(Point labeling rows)
========

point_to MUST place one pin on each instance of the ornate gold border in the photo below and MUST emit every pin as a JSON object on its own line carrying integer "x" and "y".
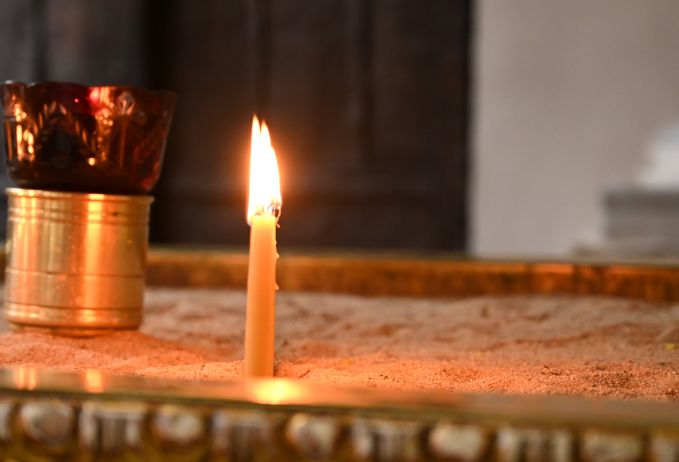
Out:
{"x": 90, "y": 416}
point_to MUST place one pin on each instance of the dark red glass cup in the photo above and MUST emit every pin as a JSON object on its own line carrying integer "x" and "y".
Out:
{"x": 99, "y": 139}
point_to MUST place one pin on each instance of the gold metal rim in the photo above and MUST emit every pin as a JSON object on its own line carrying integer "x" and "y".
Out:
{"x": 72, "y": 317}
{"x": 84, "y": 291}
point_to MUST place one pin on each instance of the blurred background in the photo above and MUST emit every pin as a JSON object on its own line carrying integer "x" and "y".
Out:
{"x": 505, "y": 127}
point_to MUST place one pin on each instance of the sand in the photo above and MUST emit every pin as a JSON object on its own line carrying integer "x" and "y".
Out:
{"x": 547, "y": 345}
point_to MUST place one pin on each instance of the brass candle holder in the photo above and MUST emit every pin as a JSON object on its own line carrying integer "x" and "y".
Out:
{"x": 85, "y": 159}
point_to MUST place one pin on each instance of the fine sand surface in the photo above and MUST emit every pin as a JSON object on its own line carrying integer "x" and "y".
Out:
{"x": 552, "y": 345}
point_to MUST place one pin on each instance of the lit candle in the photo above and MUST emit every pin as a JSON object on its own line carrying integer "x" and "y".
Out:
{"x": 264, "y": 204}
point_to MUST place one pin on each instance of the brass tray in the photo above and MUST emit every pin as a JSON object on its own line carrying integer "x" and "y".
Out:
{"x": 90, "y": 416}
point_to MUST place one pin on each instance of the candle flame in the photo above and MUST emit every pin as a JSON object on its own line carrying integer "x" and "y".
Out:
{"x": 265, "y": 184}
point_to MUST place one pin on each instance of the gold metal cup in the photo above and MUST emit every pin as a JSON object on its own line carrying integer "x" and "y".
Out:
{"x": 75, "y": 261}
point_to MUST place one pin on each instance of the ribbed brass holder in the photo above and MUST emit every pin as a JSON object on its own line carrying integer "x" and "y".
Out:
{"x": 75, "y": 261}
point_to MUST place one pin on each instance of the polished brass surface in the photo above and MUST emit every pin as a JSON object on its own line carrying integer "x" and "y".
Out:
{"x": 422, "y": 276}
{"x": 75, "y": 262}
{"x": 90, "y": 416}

========

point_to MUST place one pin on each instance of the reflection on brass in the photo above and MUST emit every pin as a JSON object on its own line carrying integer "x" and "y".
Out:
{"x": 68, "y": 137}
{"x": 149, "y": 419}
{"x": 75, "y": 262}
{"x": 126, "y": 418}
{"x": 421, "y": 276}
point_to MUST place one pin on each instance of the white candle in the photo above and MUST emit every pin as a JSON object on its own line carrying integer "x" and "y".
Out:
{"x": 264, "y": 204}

========

# Given problem
How many rows above contain the word "metal", matching case exactly? Reply with only the number.

# Response to the task
2